Dataset rows:
## start

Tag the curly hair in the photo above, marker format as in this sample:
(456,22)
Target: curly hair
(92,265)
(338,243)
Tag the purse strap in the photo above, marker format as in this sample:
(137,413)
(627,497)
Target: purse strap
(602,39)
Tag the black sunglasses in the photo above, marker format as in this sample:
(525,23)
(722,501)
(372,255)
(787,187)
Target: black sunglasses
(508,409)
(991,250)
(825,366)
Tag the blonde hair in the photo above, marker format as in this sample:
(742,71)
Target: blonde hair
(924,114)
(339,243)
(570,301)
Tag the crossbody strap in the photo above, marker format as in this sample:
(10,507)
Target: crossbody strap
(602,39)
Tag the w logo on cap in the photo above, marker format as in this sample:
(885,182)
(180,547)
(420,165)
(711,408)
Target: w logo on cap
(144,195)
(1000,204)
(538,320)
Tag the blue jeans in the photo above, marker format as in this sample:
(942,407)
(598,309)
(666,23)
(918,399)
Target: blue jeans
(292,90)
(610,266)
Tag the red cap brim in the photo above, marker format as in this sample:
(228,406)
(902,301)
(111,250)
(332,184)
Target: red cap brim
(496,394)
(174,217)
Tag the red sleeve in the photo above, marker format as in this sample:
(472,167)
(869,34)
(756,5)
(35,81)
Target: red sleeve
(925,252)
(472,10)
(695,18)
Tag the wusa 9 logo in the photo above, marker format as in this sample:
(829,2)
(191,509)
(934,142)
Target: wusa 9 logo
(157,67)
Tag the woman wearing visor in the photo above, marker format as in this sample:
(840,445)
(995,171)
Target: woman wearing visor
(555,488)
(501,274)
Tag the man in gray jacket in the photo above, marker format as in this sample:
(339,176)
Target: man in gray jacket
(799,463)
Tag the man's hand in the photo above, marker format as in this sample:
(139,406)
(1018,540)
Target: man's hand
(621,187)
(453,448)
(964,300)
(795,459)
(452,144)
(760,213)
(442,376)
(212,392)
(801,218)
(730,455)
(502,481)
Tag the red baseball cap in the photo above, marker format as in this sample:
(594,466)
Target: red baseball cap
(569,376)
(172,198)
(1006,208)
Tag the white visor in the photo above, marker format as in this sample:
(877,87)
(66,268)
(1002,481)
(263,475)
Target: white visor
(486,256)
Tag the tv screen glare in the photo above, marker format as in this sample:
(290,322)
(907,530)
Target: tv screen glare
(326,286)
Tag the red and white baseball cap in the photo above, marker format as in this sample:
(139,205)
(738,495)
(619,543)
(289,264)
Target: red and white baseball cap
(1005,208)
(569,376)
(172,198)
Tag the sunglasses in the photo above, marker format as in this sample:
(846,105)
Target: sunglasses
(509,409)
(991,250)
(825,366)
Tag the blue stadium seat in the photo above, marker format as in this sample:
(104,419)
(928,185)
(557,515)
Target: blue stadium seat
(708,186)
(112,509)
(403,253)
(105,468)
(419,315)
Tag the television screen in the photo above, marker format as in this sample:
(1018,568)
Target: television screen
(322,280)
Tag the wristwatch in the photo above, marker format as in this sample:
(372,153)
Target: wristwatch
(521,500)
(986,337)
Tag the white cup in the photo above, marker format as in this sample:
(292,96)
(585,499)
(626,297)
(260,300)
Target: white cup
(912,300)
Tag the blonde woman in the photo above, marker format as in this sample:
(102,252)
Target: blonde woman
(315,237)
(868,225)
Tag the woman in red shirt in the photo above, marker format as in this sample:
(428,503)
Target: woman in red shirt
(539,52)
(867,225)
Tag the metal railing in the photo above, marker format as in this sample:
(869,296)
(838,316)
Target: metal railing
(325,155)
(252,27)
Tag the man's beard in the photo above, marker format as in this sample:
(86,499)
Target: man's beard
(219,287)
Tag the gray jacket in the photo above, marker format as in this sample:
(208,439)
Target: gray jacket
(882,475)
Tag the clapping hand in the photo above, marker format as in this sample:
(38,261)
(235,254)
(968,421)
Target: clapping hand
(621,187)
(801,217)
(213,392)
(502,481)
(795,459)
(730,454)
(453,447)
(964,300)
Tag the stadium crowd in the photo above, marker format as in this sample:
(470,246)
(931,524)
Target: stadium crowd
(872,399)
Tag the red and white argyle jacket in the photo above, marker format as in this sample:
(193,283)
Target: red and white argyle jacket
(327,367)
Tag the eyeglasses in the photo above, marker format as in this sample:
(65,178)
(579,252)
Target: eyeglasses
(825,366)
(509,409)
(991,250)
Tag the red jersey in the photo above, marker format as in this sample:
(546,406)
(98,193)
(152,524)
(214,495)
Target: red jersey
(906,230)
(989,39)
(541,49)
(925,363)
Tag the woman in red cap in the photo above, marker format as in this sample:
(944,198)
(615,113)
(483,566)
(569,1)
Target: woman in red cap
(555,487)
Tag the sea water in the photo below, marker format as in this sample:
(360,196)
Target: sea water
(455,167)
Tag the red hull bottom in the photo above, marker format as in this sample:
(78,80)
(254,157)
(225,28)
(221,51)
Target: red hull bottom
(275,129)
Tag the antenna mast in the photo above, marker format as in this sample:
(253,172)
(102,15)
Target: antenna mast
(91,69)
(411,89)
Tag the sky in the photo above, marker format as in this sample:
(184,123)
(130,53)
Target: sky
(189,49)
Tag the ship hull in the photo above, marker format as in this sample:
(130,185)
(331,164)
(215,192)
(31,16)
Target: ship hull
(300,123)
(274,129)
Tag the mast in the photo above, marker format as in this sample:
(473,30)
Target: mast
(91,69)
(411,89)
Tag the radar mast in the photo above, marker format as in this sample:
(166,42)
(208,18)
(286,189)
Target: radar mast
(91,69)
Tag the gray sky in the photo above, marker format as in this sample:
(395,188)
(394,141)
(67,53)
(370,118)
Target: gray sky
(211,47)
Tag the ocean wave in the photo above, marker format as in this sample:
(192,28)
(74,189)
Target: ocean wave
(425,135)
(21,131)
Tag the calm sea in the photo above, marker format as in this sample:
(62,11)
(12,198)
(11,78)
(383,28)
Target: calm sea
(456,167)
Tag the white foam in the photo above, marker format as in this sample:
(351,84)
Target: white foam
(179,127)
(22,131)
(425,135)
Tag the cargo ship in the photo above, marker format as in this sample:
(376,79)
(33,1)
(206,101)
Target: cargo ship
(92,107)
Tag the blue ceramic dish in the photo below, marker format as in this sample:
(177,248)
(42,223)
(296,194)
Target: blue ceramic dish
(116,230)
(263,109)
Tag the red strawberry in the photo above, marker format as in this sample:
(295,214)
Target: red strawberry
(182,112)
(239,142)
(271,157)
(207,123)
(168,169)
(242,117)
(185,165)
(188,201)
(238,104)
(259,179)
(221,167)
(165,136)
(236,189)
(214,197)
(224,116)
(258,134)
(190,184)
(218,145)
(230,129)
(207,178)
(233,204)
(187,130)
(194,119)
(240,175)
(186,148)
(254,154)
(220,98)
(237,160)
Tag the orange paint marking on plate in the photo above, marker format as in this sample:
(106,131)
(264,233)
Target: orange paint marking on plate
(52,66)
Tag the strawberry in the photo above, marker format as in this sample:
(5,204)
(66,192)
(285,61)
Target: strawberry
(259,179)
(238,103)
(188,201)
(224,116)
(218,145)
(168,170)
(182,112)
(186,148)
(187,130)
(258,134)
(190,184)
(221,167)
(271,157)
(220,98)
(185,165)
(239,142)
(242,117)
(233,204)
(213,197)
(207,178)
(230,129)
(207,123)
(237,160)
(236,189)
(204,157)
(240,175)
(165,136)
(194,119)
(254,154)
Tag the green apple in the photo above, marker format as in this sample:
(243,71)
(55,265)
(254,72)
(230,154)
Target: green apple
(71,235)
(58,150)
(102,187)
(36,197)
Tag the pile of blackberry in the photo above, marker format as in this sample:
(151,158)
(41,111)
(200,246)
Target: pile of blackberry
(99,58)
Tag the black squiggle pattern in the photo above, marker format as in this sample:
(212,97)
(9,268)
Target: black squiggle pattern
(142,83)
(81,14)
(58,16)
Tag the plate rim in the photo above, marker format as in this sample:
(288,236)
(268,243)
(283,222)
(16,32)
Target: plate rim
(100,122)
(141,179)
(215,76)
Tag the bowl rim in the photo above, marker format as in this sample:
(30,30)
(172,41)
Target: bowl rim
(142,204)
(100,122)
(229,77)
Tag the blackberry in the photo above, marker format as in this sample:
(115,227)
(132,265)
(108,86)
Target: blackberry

## end

* **PROMPT**:
Take the line in which "Tag the green" occurs and each subsequent line through the end; give these lines again without alteration.

* **ANSWER**:
Tag the green apple in the photo above, marker format as in this sample:
(243,71)
(55,265)
(254,72)
(230,154)
Target: green apple
(71,235)
(58,150)
(102,187)
(36,197)
Tag the pile of blackberry in the photo above, marker format as in this sample:
(151,158)
(41,111)
(200,246)
Target: pile of blackberry
(99,58)
Tag the black squiggle pattern in the photo above, marker format as in this sample:
(212,97)
(9,268)
Target: black squiggle pattern
(142,83)
(81,14)
(58,16)
Tag the plate rim in the photo above, marker format as in this sample:
(288,236)
(268,243)
(283,222)
(16,32)
Target: plate rim
(100,122)
(141,179)
(215,76)
Tag the bowl rim in the photo above, marker format as in this sample:
(30,30)
(172,41)
Target: bowl rim
(142,204)
(100,122)
(229,77)
Tag the blackberry in the photo above, marker format as in this sample:
(115,227)
(132,265)
(108,86)
Target: blackberry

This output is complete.